━━━━━ Available records

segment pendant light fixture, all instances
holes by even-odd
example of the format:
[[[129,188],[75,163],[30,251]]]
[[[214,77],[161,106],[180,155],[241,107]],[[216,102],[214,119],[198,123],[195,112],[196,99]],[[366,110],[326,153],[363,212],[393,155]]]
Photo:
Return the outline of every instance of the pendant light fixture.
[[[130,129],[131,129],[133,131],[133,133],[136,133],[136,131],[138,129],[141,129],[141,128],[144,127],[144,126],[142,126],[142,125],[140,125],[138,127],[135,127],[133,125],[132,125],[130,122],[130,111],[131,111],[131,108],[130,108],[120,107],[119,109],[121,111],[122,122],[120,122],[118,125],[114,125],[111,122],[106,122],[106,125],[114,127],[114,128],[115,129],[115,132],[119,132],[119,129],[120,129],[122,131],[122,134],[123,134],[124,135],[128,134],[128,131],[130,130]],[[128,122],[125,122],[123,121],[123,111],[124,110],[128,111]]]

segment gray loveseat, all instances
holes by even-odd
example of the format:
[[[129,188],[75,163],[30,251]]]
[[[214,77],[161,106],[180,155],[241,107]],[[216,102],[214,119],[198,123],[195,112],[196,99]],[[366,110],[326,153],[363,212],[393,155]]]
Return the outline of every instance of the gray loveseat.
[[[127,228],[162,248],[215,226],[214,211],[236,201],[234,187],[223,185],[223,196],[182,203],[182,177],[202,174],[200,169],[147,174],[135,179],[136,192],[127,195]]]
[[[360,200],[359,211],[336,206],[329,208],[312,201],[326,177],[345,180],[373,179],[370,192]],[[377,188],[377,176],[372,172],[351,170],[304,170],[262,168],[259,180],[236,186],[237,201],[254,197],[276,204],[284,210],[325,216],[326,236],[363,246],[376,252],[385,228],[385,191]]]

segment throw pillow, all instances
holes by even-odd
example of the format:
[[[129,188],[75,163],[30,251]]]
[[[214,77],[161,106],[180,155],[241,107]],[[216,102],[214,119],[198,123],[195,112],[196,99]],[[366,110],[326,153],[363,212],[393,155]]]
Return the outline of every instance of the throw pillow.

━━━━━━━━━━

=== Exercise details ===
Reproduce the data above line for line, with no changes.

=== Solution below ===
segment pendant light fixture, all instances
holes by even-odd
example of the format:
[[[129,188],[75,163],[30,251]]]
[[[214,77],[161,106],[180,155],[241,107]],[[216,102],[214,119],[198,123],[195,112],[196,99]],[[366,110],[326,153],[363,212],[393,155]]]
Photo:
Return the outline of every instance of the pendant light fixture.
[[[130,129],[131,129],[133,131],[133,133],[136,133],[136,131],[138,129],[141,129],[141,128],[144,127],[144,126],[142,126],[142,125],[140,125],[138,127],[135,127],[133,125],[132,125],[130,122],[130,111],[131,111],[131,108],[130,108],[120,107],[119,109],[121,111],[122,122],[120,122],[118,125],[114,125],[111,122],[106,122],[106,125],[114,127],[114,128],[115,129],[115,132],[119,132],[119,129],[120,129],[122,131],[122,134],[123,134],[124,135],[128,134],[128,131],[130,130]],[[128,122],[125,122],[123,121],[123,111],[124,110],[128,111]]]

segment gray loveseat, all instances
holes by even-odd
example of the format:
[[[129,188],[75,163],[30,251]]]
[[[214,77],[161,106],[180,155],[241,107]],[[216,102],[214,119],[198,123],[195,112],[196,99]],[[366,110],[326,153],[363,212],[393,155]]]
Return the outline of every instance of the gray loveseat.
[[[127,228],[162,248],[215,226],[214,211],[236,201],[234,187],[223,185],[223,196],[182,203],[182,177],[202,174],[200,169],[147,174],[135,179],[136,192],[127,195]]]
[[[360,200],[359,211],[336,206],[329,208],[312,201],[326,177],[345,180],[373,179],[370,192]],[[377,188],[377,176],[372,172],[351,170],[304,170],[262,168],[259,180],[236,186],[237,201],[254,197],[276,204],[284,210],[325,216],[326,236],[363,246],[376,252],[385,228],[385,191]]]

segment throw pillow, all instances
holes by even-odd
example of the format:
[[[129,188],[75,163],[30,251]]]
[[[214,77],[161,106],[180,155],[241,107]],[[216,102],[214,119],[198,123],[195,112],[196,99]],[[366,110],[326,153],[363,212],[393,155]]]
Return the outline of every instance of the throw pillow.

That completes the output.